▶ [What to do] Recast every line of the material below as a Markdown table with columns named Row and Text, numbering the rows and omitting blank lines. Leave the pictures out of the table.

▶ [Task data]

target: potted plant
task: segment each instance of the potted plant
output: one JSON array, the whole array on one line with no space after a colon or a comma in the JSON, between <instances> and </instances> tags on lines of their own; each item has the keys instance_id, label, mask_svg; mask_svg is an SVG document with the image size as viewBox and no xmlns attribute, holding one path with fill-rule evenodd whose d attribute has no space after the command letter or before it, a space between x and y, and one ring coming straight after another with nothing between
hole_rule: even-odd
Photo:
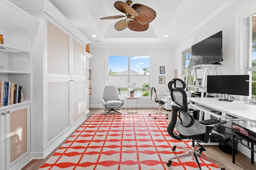
<instances>
[{"instance_id":1,"label":"potted plant","mask_svg":"<svg viewBox=\"0 0 256 170\"><path fill-rule=\"evenodd\" d=\"M129 83L128 87L128 90L130 91L130 97L134 97L134 86L135 86L135 83Z\"/></svg>"}]
</instances>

▶ [Answer to the exercise]
| Row | Text |
|---|---|
| 1 | target: potted plant |
| 2 | task: segment each instance of the potted plant |
| 3 | output: one JSON array, the whole array on one line with no space after a colon or a comma in the JSON, between <instances> and </instances> tags on lines of their own; each item has the keys instance_id, label, mask_svg; mask_svg is an SVG document with the image size as viewBox and no xmlns attribute, holding one path with fill-rule evenodd whose d attribute has no space after the command letter or before it, a space between x and y, and one ring coming straight after another with nothing between |
| 4 | hole_rule: even-odd |
| 5 | Photo: |
| 6 | <instances> |
| 7 | [{"instance_id":1,"label":"potted plant","mask_svg":"<svg viewBox=\"0 0 256 170\"><path fill-rule=\"evenodd\" d=\"M129 83L128 87L128 90L130 91L130 97L134 97L134 86L135 86L135 83Z\"/></svg>"}] |
| 8 | </instances> |